■ WRITTEN PROBLEM ■
Tally the lines of the material below that contain the string "auto", and give only that number.

[Rows from a dataset of box labels]
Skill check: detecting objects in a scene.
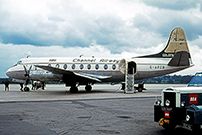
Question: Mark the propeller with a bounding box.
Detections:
[23,65,32,85]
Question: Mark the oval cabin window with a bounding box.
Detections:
[104,64,108,70]
[95,64,99,70]
[63,64,67,69]
[87,64,91,69]
[112,64,116,70]
[80,64,84,69]
[55,64,60,68]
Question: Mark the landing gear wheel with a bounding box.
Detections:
[163,123,176,131]
[85,85,92,92]
[138,88,142,92]
[69,86,78,93]
[24,87,29,91]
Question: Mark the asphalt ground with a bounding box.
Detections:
[0,85,200,135]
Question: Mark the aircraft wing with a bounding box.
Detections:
[34,65,111,82]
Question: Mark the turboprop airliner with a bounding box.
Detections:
[6,28,193,93]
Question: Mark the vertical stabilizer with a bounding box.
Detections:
[137,27,191,58]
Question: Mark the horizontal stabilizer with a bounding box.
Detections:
[168,51,190,66]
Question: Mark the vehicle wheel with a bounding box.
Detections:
[24,87,29,91]
[138,88,142,92]
[85,85,92,92]
[69,87,78,93]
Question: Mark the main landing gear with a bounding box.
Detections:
[69,83,92,93]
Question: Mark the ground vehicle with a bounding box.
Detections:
[182,105,202,131]
[154,87,202,129]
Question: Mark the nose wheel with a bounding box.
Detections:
[85,85,92,92]
[24,87,30,91]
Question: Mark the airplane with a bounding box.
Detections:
[6,27,193,93]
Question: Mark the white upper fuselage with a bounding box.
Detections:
[6,57,187,82]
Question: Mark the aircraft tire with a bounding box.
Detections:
[138,88,142,92]
[24,87,29,92]
[85,85,92,92]
[69,87,78,93]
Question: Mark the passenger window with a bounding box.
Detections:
[17,61,22,65]
[55,64,60,68]
[95,64,99,70]
[72,64,76,69]
[104,64,108,70]
[112,64,116,70]
[80,64,84,69]
[63,64,67,69]
[87,64,91,69]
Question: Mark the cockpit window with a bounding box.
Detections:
[17,61,22,65]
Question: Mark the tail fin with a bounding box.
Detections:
[168,51,190,66]
[137,28,191,58]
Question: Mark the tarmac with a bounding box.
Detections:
[0,84,196,135]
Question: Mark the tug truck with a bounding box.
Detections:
[154,87,202,130]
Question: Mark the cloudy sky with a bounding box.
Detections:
[0,0,202,77]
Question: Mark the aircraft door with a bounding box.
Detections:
[119,59,137,74]
[128,61,137,75]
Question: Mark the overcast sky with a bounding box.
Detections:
[0,0,202,77]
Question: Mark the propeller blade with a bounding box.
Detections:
[28,65,32,75]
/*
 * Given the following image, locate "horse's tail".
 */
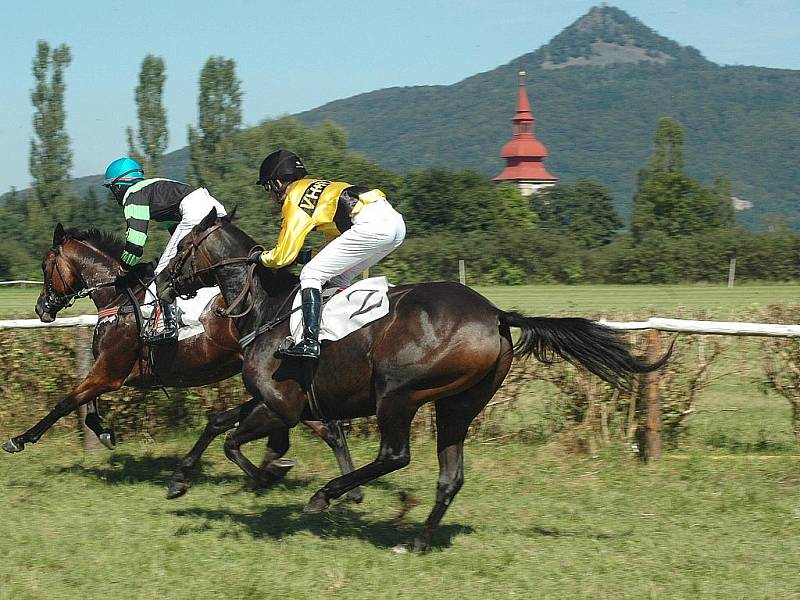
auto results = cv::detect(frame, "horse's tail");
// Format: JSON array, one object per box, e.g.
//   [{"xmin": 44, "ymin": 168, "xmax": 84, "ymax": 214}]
[{"xmin": 499, "ymin": 311, "xmax": 675, "ymax": 387}]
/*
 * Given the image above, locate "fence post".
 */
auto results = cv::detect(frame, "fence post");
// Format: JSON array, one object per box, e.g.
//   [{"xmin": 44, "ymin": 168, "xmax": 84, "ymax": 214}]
[
  {"xmin": 728, "ymin": 255, "xmax": 736, "ymax": 288},
  {"xmin": 74, "ymin": 327, "xmax": 100, "ymax": 451},
  {"xmin": 645, "ymin": 329, "xmax": 661, "ymax": 460}
]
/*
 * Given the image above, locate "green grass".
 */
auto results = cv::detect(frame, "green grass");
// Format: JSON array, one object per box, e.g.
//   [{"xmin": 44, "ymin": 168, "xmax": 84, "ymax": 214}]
[
  {"xmin": 0, "ymin": 286, "xmax": 800, "ymax": 600},
  {"xmin": 475, "ymin": 284, "xmax": 800, "ymax": 320},
  {"xmin": 0, "ymin": 286, "xmax": 97, "ymax": 319},
  {"xmin": 0, "ymin": 433, "xmax": 800, "ymax": 600}
]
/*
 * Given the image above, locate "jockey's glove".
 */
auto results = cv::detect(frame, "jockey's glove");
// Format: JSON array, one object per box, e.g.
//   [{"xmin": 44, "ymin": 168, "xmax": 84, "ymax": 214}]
[
  {"xmin": 295, "ymin": 248, "xmax": 311, "ymax": 265},
  {"xmin": 247, "ymin": 250, "xmax": 264, "ymax": 265},
  {"xmin": 114, "ymin": 271, "xmax": 136, "ymax": 290}
]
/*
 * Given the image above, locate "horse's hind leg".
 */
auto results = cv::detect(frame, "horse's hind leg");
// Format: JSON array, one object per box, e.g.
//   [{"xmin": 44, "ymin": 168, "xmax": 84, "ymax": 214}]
[
  {"xmin": 167, "ymin": 400, "xmax": 256, "ymax": 499},
  {"xmin": 305, "ymin": 395, "xmax": 417, "ymax": 513},
  {"xmin": 303, "ymin": 421, "xmax": 364, "ymax": 504},
  {"xmin": 414, "ymin": 352, "xmax": 512, "ymax": 552},
  {"xmin": 2, "ymin": 358, "xmax": 127, "ymax": 452},
  {"xmin": 225, "ymin": 402, "xmax": 289, "ymax": 485}
]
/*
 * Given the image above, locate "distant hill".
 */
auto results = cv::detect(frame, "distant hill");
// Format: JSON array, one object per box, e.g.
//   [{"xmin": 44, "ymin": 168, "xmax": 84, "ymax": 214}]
[
  {"xmin": 9, "ymin": 6, "xmax": 800, "ymax": 229},
  {"xmin": 297, "ymin": 6, "xmax": 800, "ymax": 228}
]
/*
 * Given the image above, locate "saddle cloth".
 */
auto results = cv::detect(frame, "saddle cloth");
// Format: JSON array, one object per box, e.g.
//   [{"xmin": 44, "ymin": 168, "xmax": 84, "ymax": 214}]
[
  {"xmin": 289, "ymin": 277, "xmax": 389, "ymax": 342},
  {"xmin": 142, "ymin": 284, "xmax": 220, "ymax": 340}
]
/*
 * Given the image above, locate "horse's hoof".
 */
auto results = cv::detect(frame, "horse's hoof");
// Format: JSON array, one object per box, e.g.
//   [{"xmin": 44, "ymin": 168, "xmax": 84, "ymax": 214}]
[
  {"xmin": 3, "ymin": 440, "xmax": 25, "ymax": 454},
  {"xmin": 264, "ymin": 458, "xmax": 297, "ymax": 483},
  {"xmin": 344, "ymin": 488, "xmax": 364, "ymax": 504},
  {"xmin": 97, "ymin": 431, "xmax": 117, "ymax": 450},
  {"xmin": 167, "ymin": 481, "xmax": 189, "ymax": 500},
  {"xmin": 303, "ymin": 492, "xmax": 330, "ymax": 515},
  {"xmin": 411, "ymin": 538, "xmax": 431, "ymax": 554}
]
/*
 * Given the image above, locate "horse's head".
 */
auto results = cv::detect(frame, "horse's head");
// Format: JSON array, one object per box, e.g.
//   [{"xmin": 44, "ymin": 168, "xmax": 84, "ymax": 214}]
[
  {"xmin": 36, "ymin": 223, "xmax": 86, "ymax": 323},
  {"xmin": 156, "ymin": 208, "xmax": 242, "ymax": 301}
]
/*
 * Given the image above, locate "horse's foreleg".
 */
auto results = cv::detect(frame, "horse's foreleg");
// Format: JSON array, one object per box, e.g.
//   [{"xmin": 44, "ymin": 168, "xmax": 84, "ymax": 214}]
[
  {"xmin": 167, "ymin": 400, "xmax": 256, "ymax": 499},
  {"xmin": 250, "ymin": 428, "xmax": 295, "ymax": 487},
  {"xmin": 2, "ymin": 363, "xmax": 125, "ymax": 452},
  {"xmin": 303, "ymin": 421, "xmax": 364, "ymax": 504},
  {"xmin": 83, "ymin": 398, "xmax": 117, "ymax": 450}
]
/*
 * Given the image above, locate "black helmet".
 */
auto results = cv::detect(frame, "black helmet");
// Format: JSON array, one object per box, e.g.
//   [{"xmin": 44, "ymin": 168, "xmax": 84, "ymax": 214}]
[{"xmin": 256, "ymin": 149, "xmax": 307, "ymax": 185}]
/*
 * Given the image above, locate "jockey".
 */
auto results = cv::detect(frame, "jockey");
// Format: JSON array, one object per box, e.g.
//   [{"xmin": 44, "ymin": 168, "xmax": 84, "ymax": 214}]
[
  {"xmin": 248, "ymin": 150, "xmax": 406, "ymax": 359},
  {"xmin": 103, "ymin": 157, "xmax": 226, "ymax": 343}
]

■ RIGHT ANSWER ■
12